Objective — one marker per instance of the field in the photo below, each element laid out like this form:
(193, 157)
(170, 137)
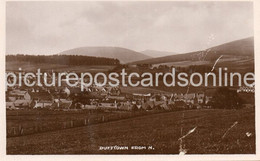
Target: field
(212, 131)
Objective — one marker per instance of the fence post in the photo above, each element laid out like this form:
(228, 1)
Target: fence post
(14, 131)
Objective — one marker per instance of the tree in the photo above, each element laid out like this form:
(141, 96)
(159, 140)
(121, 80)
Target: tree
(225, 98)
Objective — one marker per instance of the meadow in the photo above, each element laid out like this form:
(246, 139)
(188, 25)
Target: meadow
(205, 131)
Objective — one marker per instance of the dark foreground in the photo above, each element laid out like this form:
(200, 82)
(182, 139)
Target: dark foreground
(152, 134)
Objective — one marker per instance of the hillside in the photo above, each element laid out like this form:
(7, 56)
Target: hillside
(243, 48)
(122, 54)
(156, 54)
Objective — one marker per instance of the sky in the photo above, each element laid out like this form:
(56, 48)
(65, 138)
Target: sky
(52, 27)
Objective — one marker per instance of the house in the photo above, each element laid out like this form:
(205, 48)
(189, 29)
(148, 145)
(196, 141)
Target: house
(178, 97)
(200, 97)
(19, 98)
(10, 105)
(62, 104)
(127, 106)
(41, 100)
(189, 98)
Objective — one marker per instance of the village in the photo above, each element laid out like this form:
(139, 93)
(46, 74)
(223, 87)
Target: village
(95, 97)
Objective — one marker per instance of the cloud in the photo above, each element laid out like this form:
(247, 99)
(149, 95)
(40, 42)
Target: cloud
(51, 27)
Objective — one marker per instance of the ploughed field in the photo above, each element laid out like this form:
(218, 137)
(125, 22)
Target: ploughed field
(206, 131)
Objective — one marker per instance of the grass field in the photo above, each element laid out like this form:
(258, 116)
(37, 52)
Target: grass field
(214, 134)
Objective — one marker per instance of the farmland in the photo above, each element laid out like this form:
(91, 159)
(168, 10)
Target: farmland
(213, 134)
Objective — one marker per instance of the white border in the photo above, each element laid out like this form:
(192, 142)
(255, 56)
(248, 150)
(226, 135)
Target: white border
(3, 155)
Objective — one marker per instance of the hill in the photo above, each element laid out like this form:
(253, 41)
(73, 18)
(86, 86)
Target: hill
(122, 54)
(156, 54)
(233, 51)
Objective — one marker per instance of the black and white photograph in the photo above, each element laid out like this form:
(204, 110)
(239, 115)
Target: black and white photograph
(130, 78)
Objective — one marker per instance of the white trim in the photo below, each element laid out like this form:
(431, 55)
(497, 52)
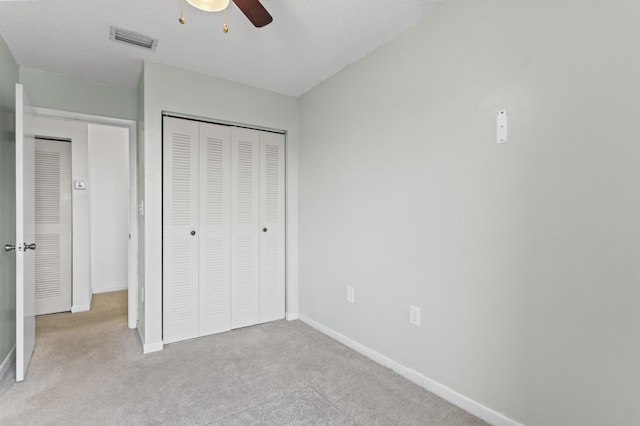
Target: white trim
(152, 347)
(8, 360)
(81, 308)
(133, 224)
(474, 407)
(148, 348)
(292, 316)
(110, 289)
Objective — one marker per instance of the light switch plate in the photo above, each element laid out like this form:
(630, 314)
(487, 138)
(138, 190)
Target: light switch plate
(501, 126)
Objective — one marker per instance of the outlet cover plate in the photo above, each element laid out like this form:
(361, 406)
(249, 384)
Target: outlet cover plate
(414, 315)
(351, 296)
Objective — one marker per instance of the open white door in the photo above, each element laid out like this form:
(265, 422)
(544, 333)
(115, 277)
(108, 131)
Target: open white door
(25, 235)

REQUIREMENTS: Reproduce the entire listing above line for line, without changing any wording, and leave the pictures out.

RESULT BELOW:
Objective — one marker per instance of the field in the photo below, each element laid out like this form:
(193, 157)
(170, 137)
Target: field
(212, 131)
Objective — one marker per instance of the fence post in the photo above, each element laid out like this form:
(228, 1)
Target: fence post
(14, 131)
Objective — one marker per instance of the tree in the photo above, each element laid out like this form:
(141, 96)
(159, 140)
(121, 80)
Target: tree
(225, 98)
Objective — one marker per instance of the meadow in the photo above, each element laid out like this form:
(246, 139)
(188, 25)
Target: meadow
(205, 131)
Objective — one marker per instance of the dark foreground in the photo above, each element laid out like this form:
(200, 82)
(182, 139)
Target: dark foreground
(152, 134)
Objective — one marker per instance of the hillside in the photo above, each element laid out like this form:
(7, 56)
Target: hillside
(243, 48)
(122, 54)
(156, 54)
Objective — one marker per instance of the sky in the photo above, each element laid out like this form:
(56, 48)
(65, 138)
Target: sky
(52, 27)
Objective — one marker per instance of the house in the photo above, each element laid out like this form:
(205, 48)
(189, 29)
(148, 145)
(196, 141)
Target: house
(178, 97)
(200, 97)
(19, 98)
(10, 105)
(62, 104)
(127, 106)
(41, 100)
(189, 98)
Objective — one marker per instance of the village in the photo above, each element laid out like this form:
(139, 93)
(46, 74)
(223, 87)
Target: village
(95, 97)
Objective — one marker per instance of the cloud in the photo above, each element laid out like this form:
(247, 99)
(149, 95)
(40, 42)
Target: cloud
(51, 27)
Objective — one marker per instance of the ploughed field in the photo above, each element laid out like this form:
(218, 137)
(125, 22)
Target: ploughed field
(206, 131)
Objective — one marker per instance of the grass field in the photo above, each element laid out like this form:
(258, 116)
(37, 52)
Target: grass field
(214, 134)
Objective — one marker per instance of the farmland in the photo above, each element laid out like this form:
(91, 159)
(168, 10)
Target: farmland
(213, 134)
Objective — one marker per instance of the white border in the photo above, each element laid out like this form:
(192, 142)
(255, 56)
(248, 150)
(226, 135)
Target: white border
(3, 155)
Objective — one marker per instance of the hill in the photo above, each element laid out like this form:
(253, 41)
(73, 18)
(86, 86)
Target: hill
(122, 54)
(156, 54)
(233, 51)
Objective — one marker per instance of the black and white photograph in the photo above, each element laid out like this form:
(204, 110)
(239, 115)
Target: black and white photograph
(130, 78)
Objective — one marker per instance of the white trim in the photo below, each element laid out like this form:
(431, 55)
(497, 52)
Target: white trim
(152, 347)
(8, 360)
(81, 308)
(133, 224)
(474, 407)
(148, 348)
(292, 316)
(110, 289)
Objective — one marker per instance of the light switch plate in the photo above, each element laid out like this form:
(630, 314)
(487, 138)
(138, 190)
Target: light switch plate
(501, 126)
Objective — one marker per instance of the outlet cover plate in the photo above, each element laid out like this form:
(361, 406)
(249, 384)
Target: outlet cover plate
(414, 315)
(351, 296)
Objective — one marker per instance of the open white door in the photo above, each element laid out like this form:
(265, 422)
(544, 333)
(115, 277)
(108, 131)
Target: open white door
(25, 235)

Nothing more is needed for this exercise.